Problems to solve:
**A)** List every criterion that the article on the population impact of published intervention studies proposes for judging the importance and value of studies on health interventions.
**B)** Summarize the article on the population impact of published intervention studies in two sentences.
**C)** Continue the article on the population impact of published intervention studies, starting after its final sentence.
[[ Text passage, beginning ]]
Assessing the Population Impact of Published Intervention Studies
Background: Despite greater spending on health care and biomedical research, the United States has poorer health outcomes than competitive nations. Information is needed on the potential impact of interventions to better guide resources allocation.
Objective: To assess whether research on interventions is concentrated in areas with the greatest potential population health benefit.
Design: Secondary data analysis to perform a best-case study of the potential population impact of published intervention studies.
Study selection: A random sample of 20 intervention studies published in the New England Journal of Medicine in 2011.
Data extraction: One reviewer extracted data using a standardized form, and another reviewer verified the data.
Measurements: The incremental gain of applying the intervention versus the control estimated in quality-adjusted life years (QALY) at the population level.
Results: Of the 20 studies, 13 had a statistically significant effect size, and 3 studies accounted for 80 percent of the total population health impact. Studies of less common conditions had smaller population health impact, though greater individual level impact. Studies generally did not report the information required to estimate the anticipated population health impact.
Limitations: The heterogeneity of outcome measures and the use of multiple data sources result in a large degree of uncertainty in the estimates. The use of an intervention effect measured in a study setting is likely to overestimate its real-world impact. Although random, the sample of studies selected here may not be representative of intervention studies in general.
Conclusions: Research priorities should be heavily informed by the potential population health impact. Researchers, proposal reviewers, and funders should understand those impacts before intervention studies are initiated. We recommend that this information be uniformly included in research proposals and reports.
Not only does the United States spend more per capita on medical care than any other nation, and more than twice as much as the average for all other countries in the Organisation for Economic Co-operation and Development, it spends more on medical research as well. [1, 2] Yet despite the high level of spending, our health outcomes are mediocre at best; the United States ranks 26th in life expectancy and 31st in infant mortality among developed nations.  This discrepancy raises the question about the value derived from the governmental and nongovernmental investments in medical research. In contradistinction to basic science research, for which the goal is arguably to advance science for the development of knowledge, translational science seeks to improve health through the development of bench-to-bedside interventions and to assure their use in patients and populations that would benefit from them. To improve health measurably, translational research needs to focus on identifying interventions that are likely to provide the greatest population health benefit as well as interventions that are widely used but are ineffective or harmful. In a prior paper we proposed a set of criteria for researchers, funders, journal editors, and consumers of research to assess the importance and value of studies on health interventions—to answer the “so what” question.  Those criteria include the burden of disease (quality-adjusted life years [QALYs] lost due to the condition), the preventable burden (how much health burden could be alleviated if the intervention were successful), the economic value (cost and cost-effectiveness), and the additional information gained from the study (e.g., sufficient information to change an evidence-based recommendation).
[[ Text passage, end ]]
[[ Dataset content, beginning ]]
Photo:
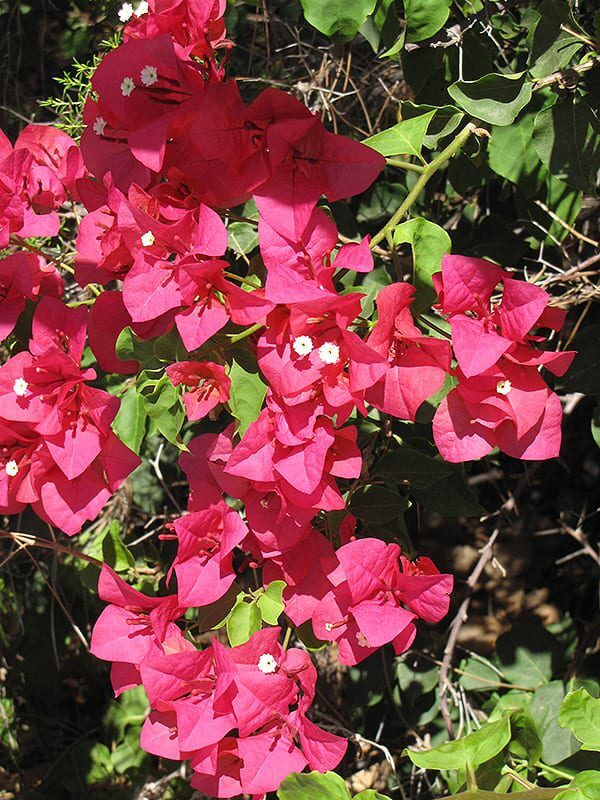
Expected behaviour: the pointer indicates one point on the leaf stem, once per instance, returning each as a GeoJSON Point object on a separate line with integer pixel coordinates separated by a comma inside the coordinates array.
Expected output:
{"type": "Point", "coordinates": [428, 171]}
{"type": "Point", "coordinates": [248, 332]}
{"type": "Point", "coordinates": [397, 162]}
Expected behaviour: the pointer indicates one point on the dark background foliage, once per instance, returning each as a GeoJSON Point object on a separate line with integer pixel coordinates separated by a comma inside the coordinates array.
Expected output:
{"type": "Point", "coordinates": [62, 735]}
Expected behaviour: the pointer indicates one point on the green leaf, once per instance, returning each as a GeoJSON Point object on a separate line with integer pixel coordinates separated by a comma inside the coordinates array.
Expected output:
{"type": "Point", "coordinates": [584, 375]}
{"type": "Point", "coordinates": [338, 18]}
{"type": "Point", "coordinates": [164, 407]}
{"type": "Point", "coordinates": [243, 237]}
{"type": "Point", "coordinates": [493, 98]}
{"type": "Point", "coordinates": [567, 139]}
{"type": "Point", "coordinates": [450, 497]}
{"type": "Point", "coordinates": [583, 787]}
{"type": "Point", "coordinates": [129, 346]}
{"type": "Point", "coordinates": [407, 464]}
{"type": "Point", "coordinates": [512, 155]}
{"type": "Point", "coordinates": [526, 654]}
{"type": "Point", "coordinates": [424, 18]}
{"type": "Point", "coordinates": [131, 419]}
{"type": "Point", "coordinates": [595, 425]}
{"type": "Point", "coordinates": [377, 504]}
{"type": "Point", "coordinates": [271, 604]}
{"type": "Point", "coordinates": [446, 119]}
{"type": "Point", "coordinates": [247, 396]}
{"type": "Point", "coordinates": [581, 713]}
{"type": "Point", "coordinates": [553, 47]}
{"type": "Point", "coordinates": [479, 676]}
{"type": "Point", "coordinates": [243, 621]}
{"type": "Point", "coordinates": [557, 743]}
{"type": "Point", "coordinates": [403, 139]}
{"type": "Point", "coordinates": [429, 243]}
{"type": "Point", "coordinates": [472, 750]}
{"type": "Point", "coordinates": [313, 786]}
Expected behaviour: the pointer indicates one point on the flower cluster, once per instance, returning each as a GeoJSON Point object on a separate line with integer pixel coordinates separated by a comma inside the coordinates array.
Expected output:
{"type": "Point", "coordinates": [500, 399]}
{"type": "Point", "coordinates": [169, 149]}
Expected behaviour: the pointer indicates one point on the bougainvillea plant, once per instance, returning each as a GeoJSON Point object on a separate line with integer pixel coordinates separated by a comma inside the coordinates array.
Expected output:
{"type": "Point", "coordinates": [282, 355]}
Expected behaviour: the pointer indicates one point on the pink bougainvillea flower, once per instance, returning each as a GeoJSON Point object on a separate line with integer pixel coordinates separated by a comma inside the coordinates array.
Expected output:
{"type": "Point", "coordinates": [206, 540]}
{"type": "Point", "coordinates": [142, 88]}
{"type": "Point", "coordinates": [509, 406]}
{"type": "Point", "coordinates": [132, 624]}
{"type": "Point", "coordinates": [417, 364]}
{"type": "Point", "coordinates": [305, 162]}
{"type": "Point", "coordinates": [197, 25]}
{"type": "Point", "coordinates": [366, 610]}
{"type": "Point", "coordinates": [309, 258]}
{"type": "Point", "coordinates": [206, 385]}
{"type": "Point", "coordinates": [484, 330]}
{"type": "Point", "coordinates": [77, 462]}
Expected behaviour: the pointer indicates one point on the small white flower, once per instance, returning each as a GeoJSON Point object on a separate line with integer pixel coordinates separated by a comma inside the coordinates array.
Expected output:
[[ Dataset content, end ]]
Results by task:
**A)**
- Burden of disease (quality-adjusted life years lost due to the condition)
- Preventable burden (how much health burden could be alleviated if the intervention were successful)
- Economic value (cost and cost-effectiveness)
- Additional information gained from the study

**B)** An analysis of a random sample of 20 intervention studies published in the New England Journal of Medicine in 2011 found that 3 of them accounted for 80 percent of the total population health impact, and that studies generally did not report the information needed to estimate that impact. The authors conclude that research priorities should be heavily informed by potential population health impact and that this information should be uniformly included in research proposals and reports.

**C)**
Interventions may be traditional clinical interventions; changes to health care systems; or population-health interventions, such as changes in policy, interventions to address behaviors or underlying social and environmental determinants, or public health programs. Despite their potentially large impacts, population-health interventions are inadequately studied.
There are, of course, many reasons for conducting studies other than their potential aggregate health impact, including the need to address specific rare diseases or improve understanding of disease processes, though we would argue a primary goal of publicly supported research should be to conduct studies of interventions with the clear potential to improve population health and intended to be implemented rapidly. We therefore turned to a leading medical journal known for publishing cutting-edge research to estimate the likely impact of published intervention studies.
We identified original articles describing an intervention study published in The New England Journal of Medicine between January and December 2011 (Figure 1). In every other issue, the title and abstract of all original articles were examined to classify articles by study design (descriptive, observational, or experimental [e.g., randomized clinical trial]) and to identify articles describing the evaluation of an intervention. Exclusion criteria included topics of mental health, cost or cost-effectiveness analysis (if there was no assessment of effectiveness), safety assessment, and system-level intervention (e.g., studies of hospital quality improvement systems). A sample of 20 articles was then randomly selected from the studies meeting the criteria. Articles excluded and not selected are listed in Tables A-1 and A-2 in the appendix.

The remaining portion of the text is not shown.